== PASSAGE TO READ ==

Anyway, a few weeks ago I shimmed the new 50mm Danmoto clipons and put them on the XX forks to test fit them and new brake hardware. I had the front wheel off the ground and must've turned the bars lock to lock a hundred times. The head bearings felt fine. Well, last night I stripped it down to the bare triples and without the weight of the forks and wheel there's a very pronounced center detent -- it feels spring-loaded the way it snaps to center. I haven't taken the stem out yet (daytime is for yard work, night is for projects, sleep is optional) but I'm sure I'll need a new lower race. The ZX lower bearing and the race on the bottom of the stem are brand new I don't need the upper races so I find myself in need of one freakin outer race for the lower bearing.

This seems like a good opportunity to upgrade the bottom to tapered roller but I'd like to avoid the All Balls kit; too many negative reports plus that would leave me with a top bearing I don't need. As far as I can tell the correct tapered roller replacement for the bottom bearing is a 32006 (55x30x17). Before I order one can anyone confirm that? evilgrin.gif

I guess I'll have plenty of time to get the stripped stud out while I wait for a new bearing to arrive. Good thing I anticipated this project stretching out and planned ahead -- last week I bought this so I'd have something to ride while the XX was down:





cbrxxquad
I think that is right,,bearing size, and if you do get the All balls dual, I could use another for a project.
RedEye
I found a Japanese made Koyo Seiko sealed tapered roller for $25 shipped, think I'll go with that. Most of the others I found seem to be made in China or <shudder> India.
blackhawkxx
Very nice ride! Give us the details and what year is it?
RedEye
QUOTE(blackhawkxx @ Jul 24 2011, 02:38 PM) *
Very nice ride! Give us the details and what year is it?

===

INSTRUCTIONS
A. Answer these from the steering-bearing forum thread:
(i) What size and brand of clipons were shimmed and test fitted on the XX forks?
(ii) Which bearing number is named as the tapered roller replacement for the bottom bearing?
(iii) What bearing did RedEye find for $25 shipped?
B. Reproduce the part of the steering-bearing forum thread that begins at the words "Anyway, a few" and stops after "the lower bearing.".
C. Proceed with the steering-bearing forum thread from the point where it stops.

== SUPPLIED MATERIAL ==

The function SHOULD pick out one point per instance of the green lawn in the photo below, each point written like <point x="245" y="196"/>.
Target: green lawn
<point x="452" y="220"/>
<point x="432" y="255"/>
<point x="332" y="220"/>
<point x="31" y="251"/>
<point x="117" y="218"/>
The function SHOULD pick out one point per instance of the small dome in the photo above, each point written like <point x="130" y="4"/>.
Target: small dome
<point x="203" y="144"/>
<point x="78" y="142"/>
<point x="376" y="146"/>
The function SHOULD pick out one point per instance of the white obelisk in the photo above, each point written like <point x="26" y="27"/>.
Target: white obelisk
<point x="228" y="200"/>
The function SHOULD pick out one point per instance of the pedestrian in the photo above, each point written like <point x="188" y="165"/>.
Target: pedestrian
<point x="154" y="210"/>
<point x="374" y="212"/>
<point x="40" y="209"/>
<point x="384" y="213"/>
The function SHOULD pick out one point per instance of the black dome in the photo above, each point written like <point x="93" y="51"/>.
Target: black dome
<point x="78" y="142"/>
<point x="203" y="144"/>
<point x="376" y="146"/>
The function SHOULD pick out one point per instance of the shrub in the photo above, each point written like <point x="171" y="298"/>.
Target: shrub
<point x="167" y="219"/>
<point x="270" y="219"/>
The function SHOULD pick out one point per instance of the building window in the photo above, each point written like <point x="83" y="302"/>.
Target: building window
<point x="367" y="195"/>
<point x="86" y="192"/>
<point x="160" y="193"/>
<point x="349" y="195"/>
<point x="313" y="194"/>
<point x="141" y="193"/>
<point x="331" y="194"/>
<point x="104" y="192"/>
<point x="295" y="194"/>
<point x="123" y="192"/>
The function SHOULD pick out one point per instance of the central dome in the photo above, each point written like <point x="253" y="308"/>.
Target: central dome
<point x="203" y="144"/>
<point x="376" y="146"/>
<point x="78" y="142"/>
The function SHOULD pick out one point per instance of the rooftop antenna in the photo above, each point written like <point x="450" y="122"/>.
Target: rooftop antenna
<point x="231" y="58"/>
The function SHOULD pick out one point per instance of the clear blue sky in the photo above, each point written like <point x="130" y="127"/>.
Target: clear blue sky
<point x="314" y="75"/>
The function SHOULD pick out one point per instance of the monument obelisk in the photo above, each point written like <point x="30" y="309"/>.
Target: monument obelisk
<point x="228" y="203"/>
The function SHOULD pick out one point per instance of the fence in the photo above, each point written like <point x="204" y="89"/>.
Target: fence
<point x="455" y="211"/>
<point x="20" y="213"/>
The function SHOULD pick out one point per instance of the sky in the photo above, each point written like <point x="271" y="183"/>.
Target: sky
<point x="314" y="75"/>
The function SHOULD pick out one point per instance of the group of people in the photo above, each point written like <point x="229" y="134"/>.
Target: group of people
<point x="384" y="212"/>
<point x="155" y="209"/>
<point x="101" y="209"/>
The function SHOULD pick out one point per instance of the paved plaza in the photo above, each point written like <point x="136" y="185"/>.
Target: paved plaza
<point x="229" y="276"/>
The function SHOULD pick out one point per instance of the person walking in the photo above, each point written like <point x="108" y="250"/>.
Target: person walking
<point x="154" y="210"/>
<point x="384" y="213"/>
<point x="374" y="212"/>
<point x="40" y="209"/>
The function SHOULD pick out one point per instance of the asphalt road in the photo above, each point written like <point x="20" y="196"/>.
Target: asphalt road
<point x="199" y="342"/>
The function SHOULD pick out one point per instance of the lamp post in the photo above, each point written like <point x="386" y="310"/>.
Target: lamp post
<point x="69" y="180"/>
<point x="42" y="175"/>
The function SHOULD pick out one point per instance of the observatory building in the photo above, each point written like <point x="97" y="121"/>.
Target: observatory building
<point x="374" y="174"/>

===

ANSWER LIST
A.
(i) 50mm Danmoto clipons
(ii) 32006 (55x30x17)
(iii) A Japanese made Koyo Seiko sealed tapered roller

B.
Anyway, a few weeks ago I shimmed the new 50mm Danmoto clipons and put them on the XX forks to test fit them and new brake hardware. I had the front wheel off the ground and must've turned the bars lock to lock a hundred times. The head bearings felt fine. Well, last night I stripped it down to the bare triples and without the weight of the forks and wheel there's a very pronounced center detent -- it feels spring-loaded the way it snaps to center. I haven't taken the stem out yet (daytime is for yard work, night is for projects, sleep is optional) but I'm sure I'll need a new lower race. The ZX lower bearing and the race on the bottom of the stem are brand new I don't need the upper races so I find myself in need of one freakin outer race for the lower bearing.

C.
1986 VFR750F, 112,000 km. Gear driven cams, fairings beat up but mostly intact, bald tires, wouldn't idle. K&N filter completely clogged with mouse turds, fur, and seed husks. Cleaning it fixed the idle icon_biggrin.gif I just ordered new tires in the stock 16" front/18" rear sizes -- bias ply BT45s as AFAIK there are no radials that fit. I'm already researching suspension swaps to fit modern 17" rims but since I bought this specifically to ride as is and not make a project out of, I'm hoping that having a new set of rubber to use up will help me restrain myself for a while.

The speedo is way out to lunch, reading over 20% high. The front tire is one size wider than stock, which makes it too wide for the wheel and messes up the profile. I really hope that putting the proper size tire back on helps because it's driving me nuts. Having a speedohealer on the Bird has spoiled me. But the Viffer has sufficient grunt, sounds great, and overall feels more like a supercharged Ninja 250 than a big bike. Nimble to the point of feeling weightless compared to the XX, although I'm sure the new head bearings (and the rest of the new front end) plus putting a 180 rear back on after I finish killing the present 190 will liven the old bird up considerably. Getting rid of about 30 lbs of stock mufflers, centerstand and linked brake crap can't hurt either.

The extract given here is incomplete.